El síndrome de la rana también se puede aplicar al ámbito social. Hay sociedades en las que, en un tiempo, se vivía en función de valores acendrados. Pero, poco a poco, se van perdiendo las referencias éticas y un ciudadano de la primera época no se podría reconocer en la situación a la que sin pensarlo se ha llegado. Año tras año, día tras día, hora tras hora prosigue la degradación. Una creciente proliferación de la vulgaridad, de la grosería, de la falta de respeto, de falta de normas, de búsqueda de culpables hace que nos sumerjamos en un clima éticamente irrespirable.

Para evitar la somnolencia y, finalmente, la “muerte”, necesitamos poner atención en todo, vivir con consciencia. Y, de un modo particular, tendremos que ejercitarnos en tomar distancia de la mente, para que sea siempre una mente observada. La mente que “funciona por libre” hace las veces de la temperatura que va subiendo sin apenas percatarnos. Y con frecuencia, cuando queremos darnos cuenta, nos vemos ya “derrotados” o sin fuerzas para afrontar lo que nos ocurre.

Semana 3 de septiembre: ATENCIÓN Y ESTADO DE PRESENCIA

No es fácil describir lo que ocurre en un “despertar espontáneo”, vaya o no precedido de un tiempo prolongado de práctica meditativa. Sin embargo, me parece indudable que esas experiencias empiezan a ser cada vez más frecuentes. Lo cual no significa que haya que “buscarlas” –tal actitud es propia de un ego que ansía apropiarse de algo que considera “especial” y en lo que proyecta, equivocadamente, su bienestar-; se trata, sencillamente, de reconocer lo que se da.

         Lo que ocurre, en esos casos, podría expresarse, aunque pobremente, de este modo: emerge en la persona una atención exquisita que introduce en un estado de presencia, en el que esta –la Presencia- lo ocupa todo. Ella misma se revela, sin margen de duda, como lo único Real. Y todo lo demás –todo lo que sucede, todas las formas, incluido el yo o la propia personalidad- queda como en un “segundo plano” –o “nivel aparente”-, en el que todo aparece y desaparece, como si fueran figuras o personajes de un teatro en constante movimiento.

         Nada de lo que aparece empaña la luminosidad de la Presencia, ya que también las formas -por «extrañas» o dolorosas que nos parezcan- están “naciendo” de ella. Ella es lo único estable frente a la transitoriedad e impermanencia de todo lo demás.

      Cuando la experiencia es genuina, no hay apropiación, ya que el propio yo queda también en aquel mismo “segundo plano”, como una “forma” más. Cae incluso el interés por el “bienestar”. Todo es Presencia que, sencillamente, se manifiesta y fluye.

         La Presencia puede nombrarse y experimentarse también como Silencio o Nada, en cuanto estado de consciencia que está más allá (más acá) de todo el mundo de las formas. Presencia, pues, que es Silencio y Nada y, sin embargo, Plenitud.

* [Fragmento de datos]
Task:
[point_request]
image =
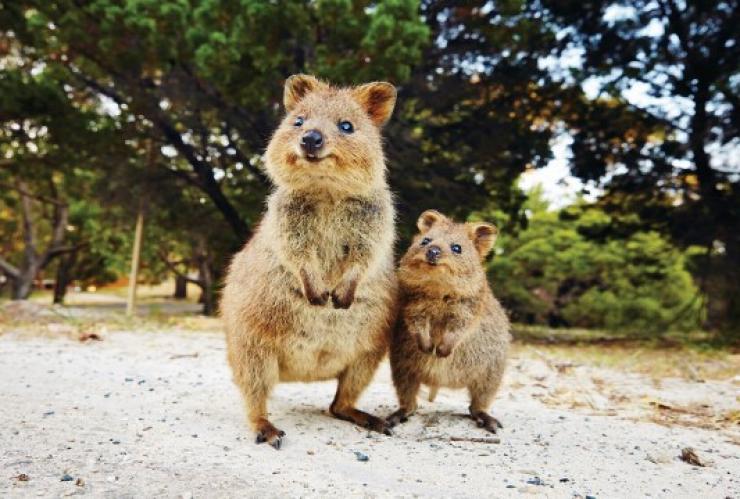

* [Tarea] Indica, por favor, si cada afirmación concuerda con el documento; responde sí o no y cita literalmente las palabras del documento que lo deciden. (a) El síndrome de la rana puede aplicarse también al ámbito social. (b) Hay que buscar las experiencias de despertar espontáneo. (c) La Presencia es lo único estable frente a la transitoriedad de todo lo demás. Las líneas son material independiente del documento.

* [Respuesta]
(a) Sí: «El síndrome de la rana también se puede aplicar al ámbito social.»
(b) No: «Lo cual no significa que haya que “buscarlas”».
(c) Sí: «Ella es lo único estable frente a la transitoriedad e impermanencia de todo lo demás.»